▶ _WHAT THE EXERCISE ASKS_:
Go through the entries, filter for the word "dark", and copy every line that has it.

══ SUPPLIED MATERIAL

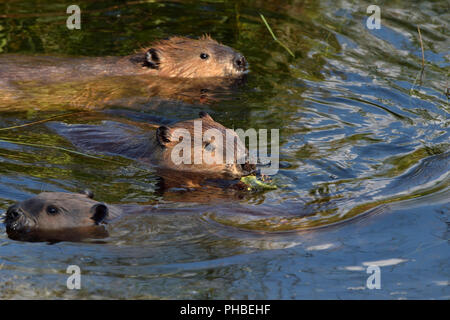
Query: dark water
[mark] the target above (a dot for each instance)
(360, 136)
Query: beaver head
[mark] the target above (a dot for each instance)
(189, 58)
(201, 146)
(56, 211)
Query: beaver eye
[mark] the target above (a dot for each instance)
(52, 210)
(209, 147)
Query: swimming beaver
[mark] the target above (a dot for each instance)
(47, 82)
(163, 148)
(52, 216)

════
══ SUPPLIED MATERIAL

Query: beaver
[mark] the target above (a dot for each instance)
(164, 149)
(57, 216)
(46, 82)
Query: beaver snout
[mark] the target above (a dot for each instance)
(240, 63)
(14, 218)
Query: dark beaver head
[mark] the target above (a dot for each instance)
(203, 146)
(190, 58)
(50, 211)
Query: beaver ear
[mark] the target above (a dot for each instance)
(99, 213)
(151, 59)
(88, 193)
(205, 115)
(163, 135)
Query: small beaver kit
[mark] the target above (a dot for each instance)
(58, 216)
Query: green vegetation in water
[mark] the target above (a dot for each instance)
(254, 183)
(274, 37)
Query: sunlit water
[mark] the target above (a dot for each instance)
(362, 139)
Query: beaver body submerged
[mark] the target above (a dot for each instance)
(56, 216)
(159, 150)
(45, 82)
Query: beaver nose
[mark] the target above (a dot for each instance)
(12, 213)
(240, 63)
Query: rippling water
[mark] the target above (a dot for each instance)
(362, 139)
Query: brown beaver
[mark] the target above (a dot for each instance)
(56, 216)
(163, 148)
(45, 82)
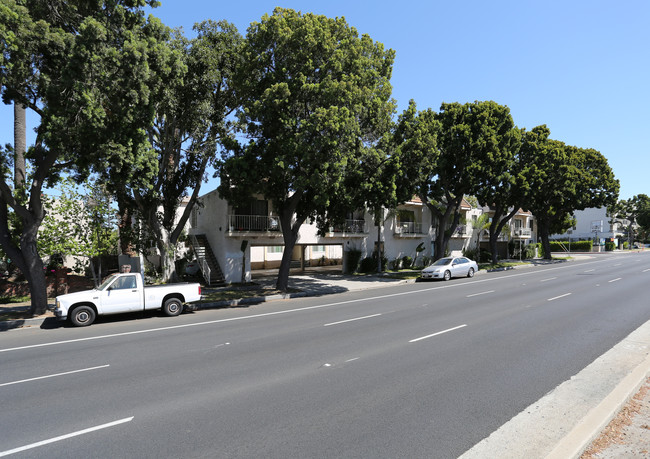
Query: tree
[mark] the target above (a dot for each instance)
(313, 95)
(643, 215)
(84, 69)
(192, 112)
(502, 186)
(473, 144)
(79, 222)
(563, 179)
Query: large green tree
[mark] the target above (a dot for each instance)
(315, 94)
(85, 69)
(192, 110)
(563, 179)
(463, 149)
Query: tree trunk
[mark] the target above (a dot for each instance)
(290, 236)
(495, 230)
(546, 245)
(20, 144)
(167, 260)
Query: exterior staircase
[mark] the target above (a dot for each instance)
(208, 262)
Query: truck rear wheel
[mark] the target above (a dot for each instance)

════
══ SUPPLIED MATERIAL

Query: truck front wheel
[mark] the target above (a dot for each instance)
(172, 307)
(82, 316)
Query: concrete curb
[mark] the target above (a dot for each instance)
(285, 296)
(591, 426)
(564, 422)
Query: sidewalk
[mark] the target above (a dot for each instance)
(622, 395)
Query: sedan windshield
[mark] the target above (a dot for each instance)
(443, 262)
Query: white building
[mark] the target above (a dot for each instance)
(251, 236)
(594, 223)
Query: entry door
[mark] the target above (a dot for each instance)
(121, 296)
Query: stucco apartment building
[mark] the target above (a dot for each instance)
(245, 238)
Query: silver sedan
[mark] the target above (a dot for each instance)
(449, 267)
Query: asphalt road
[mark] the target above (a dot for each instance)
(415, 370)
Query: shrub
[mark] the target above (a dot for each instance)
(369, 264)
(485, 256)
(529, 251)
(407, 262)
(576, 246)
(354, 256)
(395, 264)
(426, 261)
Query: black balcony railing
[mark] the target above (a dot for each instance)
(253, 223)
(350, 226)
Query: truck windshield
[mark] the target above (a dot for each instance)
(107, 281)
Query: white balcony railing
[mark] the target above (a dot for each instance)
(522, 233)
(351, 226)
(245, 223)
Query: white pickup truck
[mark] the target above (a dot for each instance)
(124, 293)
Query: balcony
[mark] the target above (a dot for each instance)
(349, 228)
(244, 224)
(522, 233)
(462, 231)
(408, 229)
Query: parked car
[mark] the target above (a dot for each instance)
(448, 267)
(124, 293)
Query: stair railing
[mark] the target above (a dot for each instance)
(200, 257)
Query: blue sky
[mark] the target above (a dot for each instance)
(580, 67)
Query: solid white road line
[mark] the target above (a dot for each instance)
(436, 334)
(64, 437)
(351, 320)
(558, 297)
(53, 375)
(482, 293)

════

▶ _RESULT OF THE EXERCISE_:
Query: dark water
Query: dark beaver head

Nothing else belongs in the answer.